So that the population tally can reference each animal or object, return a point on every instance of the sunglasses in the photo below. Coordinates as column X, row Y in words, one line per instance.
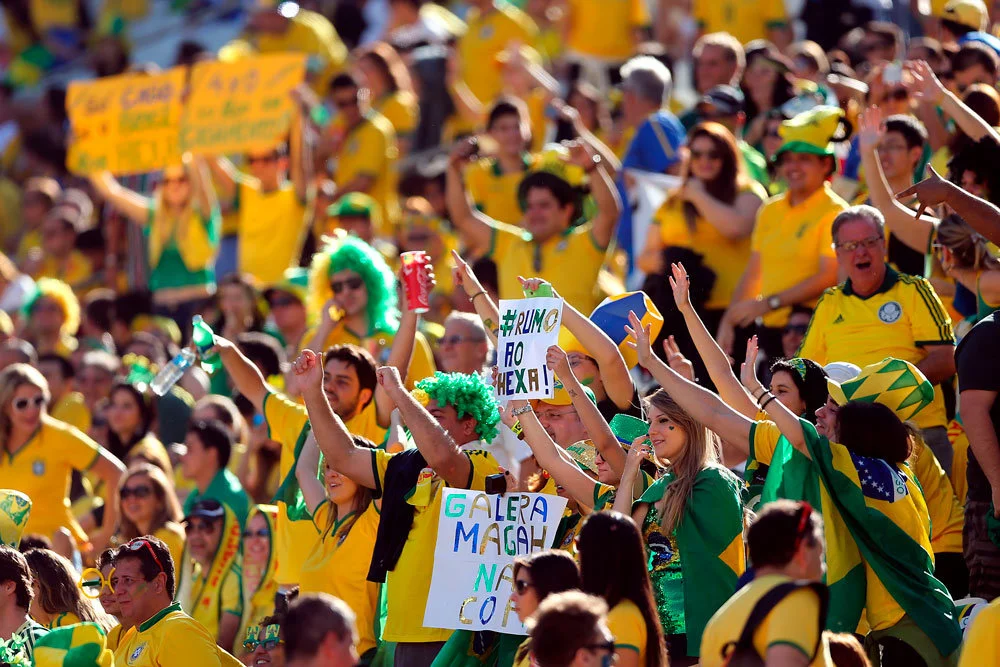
column 263, row 532
column 139, row 492
column 339, row 286
column 21, row 404
column 138, row 543
column 92, row 583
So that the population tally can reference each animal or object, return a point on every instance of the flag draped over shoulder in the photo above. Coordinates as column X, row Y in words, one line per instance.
column 791, row 475
column 710, row 541
column 873, row 503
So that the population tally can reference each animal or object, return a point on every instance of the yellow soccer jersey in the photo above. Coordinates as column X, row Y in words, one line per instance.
column 744, row 20
column 791, row 240
column 487, row 35
column 286, row 423
column 409, row 584
column 793, row 621
column 900, row 320
column 171, row 638
column 604, row 28
column 42, row 469
column 272, row 229
column 570, row 261
column 628, row 628
column 495, row 193
column 338, row 564
column 370, row 149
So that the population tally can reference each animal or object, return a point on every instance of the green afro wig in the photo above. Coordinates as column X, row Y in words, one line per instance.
column 351, row 253
column 469, row 395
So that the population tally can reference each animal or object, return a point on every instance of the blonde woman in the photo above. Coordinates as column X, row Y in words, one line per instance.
column 38, row 454
column 181, row 223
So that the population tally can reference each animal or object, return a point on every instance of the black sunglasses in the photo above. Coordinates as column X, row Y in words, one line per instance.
column 339, row 286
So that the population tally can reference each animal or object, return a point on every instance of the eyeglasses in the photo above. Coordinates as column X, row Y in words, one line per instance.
column 22, row 404
column 708, row 155
column 138, row 543
column 455, row 340
column 263, row 532
column 339, row 286
column 92, row 582
column 203, row 527
column 851, row 246
column 139, row 492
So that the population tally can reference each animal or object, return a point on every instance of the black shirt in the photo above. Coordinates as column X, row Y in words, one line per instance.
column 979, row 368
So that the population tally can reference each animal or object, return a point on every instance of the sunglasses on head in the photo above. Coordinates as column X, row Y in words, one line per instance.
column 25, row 403
column 339, row 286
column 92, row 583
column 139, row 492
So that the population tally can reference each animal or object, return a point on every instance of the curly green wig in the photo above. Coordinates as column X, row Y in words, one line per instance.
column 469, row 395
column 351, row 253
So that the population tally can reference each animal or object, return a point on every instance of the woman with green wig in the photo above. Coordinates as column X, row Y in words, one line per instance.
column 354, row 291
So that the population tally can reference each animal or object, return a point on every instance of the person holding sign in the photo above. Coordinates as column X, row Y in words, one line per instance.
column 451, row 418
column 181, row 224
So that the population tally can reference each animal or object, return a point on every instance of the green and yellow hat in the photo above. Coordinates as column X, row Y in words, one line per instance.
column 15, row 508
column 812, row 131
column 80, row 645
column 357, row 205
column 896, row 384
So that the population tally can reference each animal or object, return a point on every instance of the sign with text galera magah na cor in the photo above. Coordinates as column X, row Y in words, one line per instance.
column 528, row 327
column 479, row 536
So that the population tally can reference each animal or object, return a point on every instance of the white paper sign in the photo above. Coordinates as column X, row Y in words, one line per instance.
column 479, row 536
column 528, row 327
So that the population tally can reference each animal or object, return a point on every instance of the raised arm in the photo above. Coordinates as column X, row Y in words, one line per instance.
column 610, row 364
column 332, row 437
column 597, row 428
column 480, row 298
column 306, row 468
column 246, row 377
column 438, row 447
column 916, row 232
column 133, row 205
column 716, row 361
column 475, row 229
column 787, row 421
column 602, row 188
column 562, row 468
column 701, row 404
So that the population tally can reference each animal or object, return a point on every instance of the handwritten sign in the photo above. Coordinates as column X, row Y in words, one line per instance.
column 124, row 124
column 528, row 327
column 479, row 536
column 241, row 106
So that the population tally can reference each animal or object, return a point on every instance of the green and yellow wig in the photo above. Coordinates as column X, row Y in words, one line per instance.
column 350, row 253
column 468, row 394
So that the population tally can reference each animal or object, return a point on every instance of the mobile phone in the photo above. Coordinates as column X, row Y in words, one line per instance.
column 496, row 484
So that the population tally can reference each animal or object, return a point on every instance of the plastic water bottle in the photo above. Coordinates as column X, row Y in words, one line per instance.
column 172, row 372
column 204, row 339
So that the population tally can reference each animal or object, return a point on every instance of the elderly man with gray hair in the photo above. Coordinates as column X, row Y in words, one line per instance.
column 877, row 313
column 646, row 86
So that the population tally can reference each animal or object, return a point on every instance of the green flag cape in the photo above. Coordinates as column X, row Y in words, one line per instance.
column 710, row 541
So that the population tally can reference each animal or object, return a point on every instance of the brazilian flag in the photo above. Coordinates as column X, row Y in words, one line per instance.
column 872, row 511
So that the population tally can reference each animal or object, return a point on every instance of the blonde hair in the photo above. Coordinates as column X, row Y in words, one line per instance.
column 13, row 377
column 701, row 451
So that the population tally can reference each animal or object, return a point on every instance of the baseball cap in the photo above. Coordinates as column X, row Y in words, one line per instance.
column 726, row 99
column 970, row 13
column 206, row 508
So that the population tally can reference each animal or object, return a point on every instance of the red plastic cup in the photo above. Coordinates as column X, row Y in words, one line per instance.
column 415, row 269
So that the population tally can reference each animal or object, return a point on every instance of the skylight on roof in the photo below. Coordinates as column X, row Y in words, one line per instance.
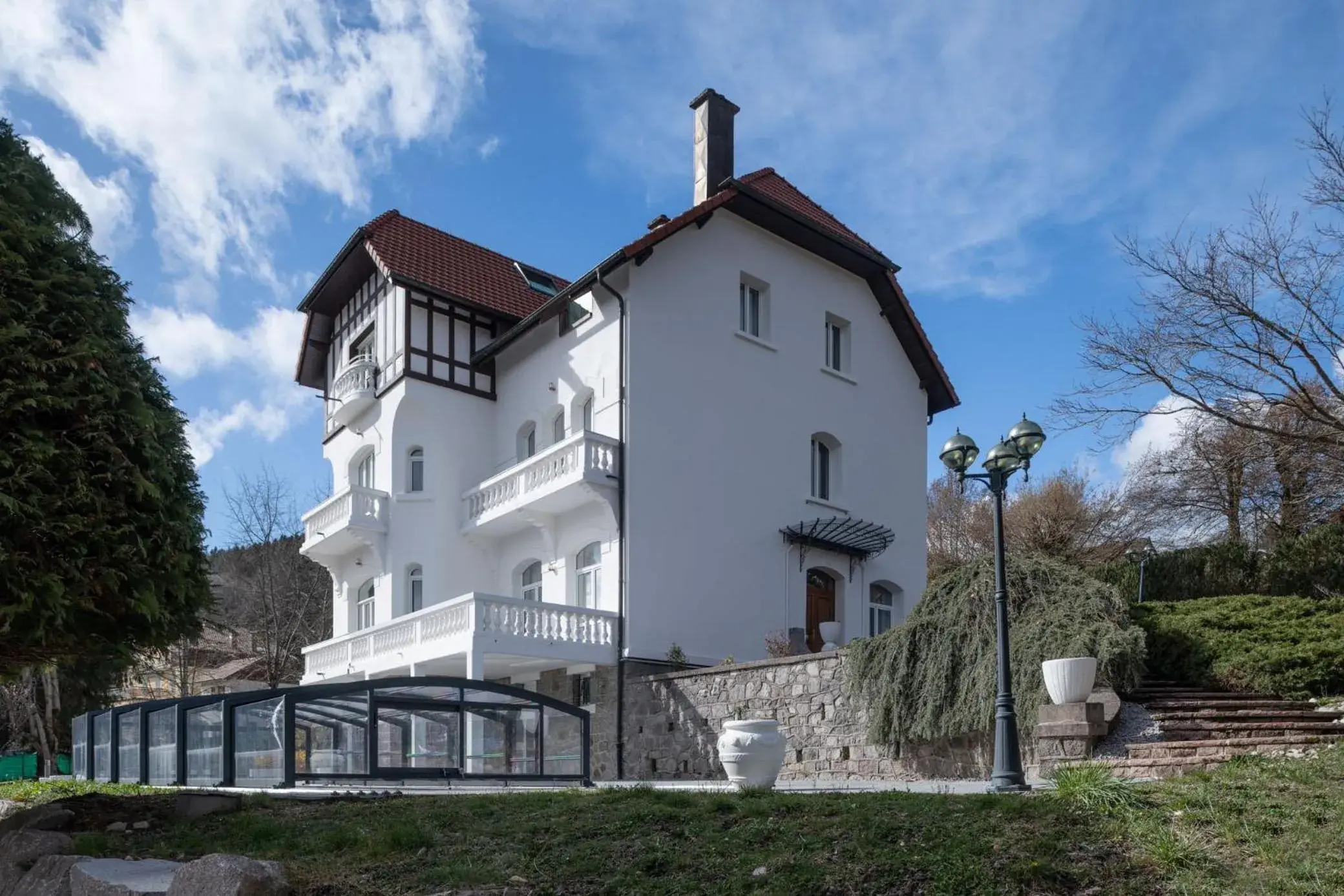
column 536, row 280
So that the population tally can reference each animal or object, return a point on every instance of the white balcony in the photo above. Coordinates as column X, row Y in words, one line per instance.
column 353, row 519
column 578, row 470
column 354, row 391
column 440, row 638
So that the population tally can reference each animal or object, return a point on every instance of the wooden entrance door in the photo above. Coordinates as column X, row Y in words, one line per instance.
column 821, row 605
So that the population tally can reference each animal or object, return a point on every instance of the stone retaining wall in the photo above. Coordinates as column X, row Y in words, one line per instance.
column 674, row 722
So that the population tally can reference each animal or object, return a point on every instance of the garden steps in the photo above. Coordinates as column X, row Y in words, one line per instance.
column 1204, row 727
column 1235, row 716
column 1182, row 705
column 1228, row 747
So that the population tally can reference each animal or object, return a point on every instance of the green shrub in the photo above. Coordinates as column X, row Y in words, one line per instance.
column 1093, row 787
column 1311, row 565
column 1285, row 645
column 934, row 676
column 1204, row 571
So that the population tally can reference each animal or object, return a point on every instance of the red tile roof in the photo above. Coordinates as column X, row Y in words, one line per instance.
column 776, row 187
column 454, row 266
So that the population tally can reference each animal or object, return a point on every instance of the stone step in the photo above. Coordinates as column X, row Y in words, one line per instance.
column 1206, row 730
column 1177, row 705
column 1160, row 767
column 1249, row 715
column 1144, row 696
column 1224, row 747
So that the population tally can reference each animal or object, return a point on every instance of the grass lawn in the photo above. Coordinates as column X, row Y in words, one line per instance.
column 1254, row 826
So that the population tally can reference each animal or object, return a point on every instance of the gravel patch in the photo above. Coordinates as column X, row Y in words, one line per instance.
column 1135, row 725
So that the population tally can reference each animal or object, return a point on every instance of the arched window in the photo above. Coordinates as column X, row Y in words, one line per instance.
column 363, row 474
column 588, row 567
column 532, row 582
column 881, row 606
column 415, row 587
column 415, row 469
column 364, row 606
column 527, row 441
column 820, row 469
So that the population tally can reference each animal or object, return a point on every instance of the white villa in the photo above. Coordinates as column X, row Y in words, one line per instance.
column 714, row 435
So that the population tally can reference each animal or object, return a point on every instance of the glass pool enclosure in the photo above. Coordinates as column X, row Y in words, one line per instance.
column 412, row 729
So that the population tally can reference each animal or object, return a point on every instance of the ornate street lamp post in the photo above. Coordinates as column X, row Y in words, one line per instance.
column 1140, row 552
column 1005, row 459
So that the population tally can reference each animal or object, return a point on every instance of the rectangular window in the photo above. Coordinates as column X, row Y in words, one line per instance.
column 835, row 344
column 749, row 309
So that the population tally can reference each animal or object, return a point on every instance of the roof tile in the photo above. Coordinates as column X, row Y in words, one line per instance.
column 452, row 266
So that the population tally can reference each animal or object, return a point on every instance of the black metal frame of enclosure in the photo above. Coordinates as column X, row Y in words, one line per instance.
column 301, row 709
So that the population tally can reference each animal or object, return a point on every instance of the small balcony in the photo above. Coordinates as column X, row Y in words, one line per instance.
column 474, row 622
column 354, row 519
column 354, row 391
column 565, row 476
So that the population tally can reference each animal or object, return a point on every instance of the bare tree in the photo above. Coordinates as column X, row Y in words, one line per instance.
column 1244, row 326
column 1207, row 483
column 265, row 586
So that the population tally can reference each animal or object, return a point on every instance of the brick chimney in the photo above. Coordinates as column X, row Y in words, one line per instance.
column 713, row 143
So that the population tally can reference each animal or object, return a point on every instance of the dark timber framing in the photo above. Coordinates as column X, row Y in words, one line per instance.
column 308, row 705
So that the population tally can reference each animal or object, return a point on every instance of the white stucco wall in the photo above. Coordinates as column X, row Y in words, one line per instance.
column 719, row 445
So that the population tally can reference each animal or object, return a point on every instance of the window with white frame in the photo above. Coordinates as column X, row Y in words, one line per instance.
column 532, row 581
column 415, row 469
column 881, row 606
column 364, row 606
column 837, row 343
column 364, row 470
column 588, row 567
column 527, row 441
column 415, row 587
column 823, row 468
column 753, row 309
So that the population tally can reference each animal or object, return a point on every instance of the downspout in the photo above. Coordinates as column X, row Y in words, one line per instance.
column 620, row 534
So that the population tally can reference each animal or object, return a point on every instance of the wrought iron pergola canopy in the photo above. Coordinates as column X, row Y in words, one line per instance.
column 405, row 729
column 857, row 539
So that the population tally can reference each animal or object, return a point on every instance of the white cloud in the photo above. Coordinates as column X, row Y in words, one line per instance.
column 947, row 132
column 1156, row 432
column 230, row 108
column 190, row 343
column 107, row 200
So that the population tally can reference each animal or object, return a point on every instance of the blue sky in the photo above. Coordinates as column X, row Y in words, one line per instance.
column 227, row 151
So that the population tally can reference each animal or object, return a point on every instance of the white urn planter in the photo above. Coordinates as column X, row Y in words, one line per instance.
column 751, row 751
column 1070, row 680
column 830, row 634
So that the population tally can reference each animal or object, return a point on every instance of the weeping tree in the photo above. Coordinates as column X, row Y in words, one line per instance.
column 934, row 676
column 101, row 535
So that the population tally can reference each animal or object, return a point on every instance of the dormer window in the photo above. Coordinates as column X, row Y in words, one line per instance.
column 538, row 281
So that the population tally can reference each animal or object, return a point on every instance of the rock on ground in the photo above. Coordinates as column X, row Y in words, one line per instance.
column 220, row 875
column 48, row 876
column 26, row 847
column 121, row 877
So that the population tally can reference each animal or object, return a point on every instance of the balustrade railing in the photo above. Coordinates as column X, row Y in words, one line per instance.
column 469, row 614
column 358, row 377
column 357, row 505
column 578, row 455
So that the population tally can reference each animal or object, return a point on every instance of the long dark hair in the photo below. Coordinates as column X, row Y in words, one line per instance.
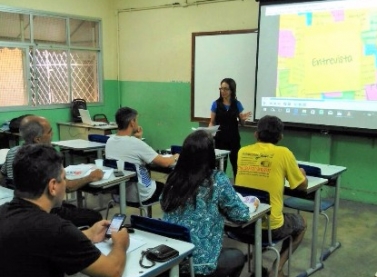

* _EXERCISE DETAILS_
Nothing but the lines from the line containing "of the weeping" through the last line of the records above is to be extracted, exactly and with no pictures.

* _TASK OUTPUT_
So that the population tally can reference each animal or object, return a point on every instance of the weeping tree in the photo above. Coordinates as column X, row Y in words, one line per instance.
column 934, row 676
column 101, row 535
So that the population tally can reference each animal or object, return a point on every instance of the dormer window in the photo above. Coordinates as column X, row Y in words, one line per instance.
column 538, row 281
So that the population tally can reference each animal or object, return a point on every instance of the rock on ground in the photo above. Coordinates as column X, row Y in words, one line per instance.
column 220, row 875
column 48, row 876
column 26, row 847
column 121, row 877
So that the population tally can reference each animal or object, return a point on every instance of the balustrade railing in the photo above. Coordinates as column X, row Y in words, one line per instance.
column 469, row 614
column 358, row 377
column 357, row 505
column 578, row 455
So that the population tally can reference each animal or object, return a point on every instance of the long dark hair in the photo below. Coordinates as column X, row Y in words, one line per instance.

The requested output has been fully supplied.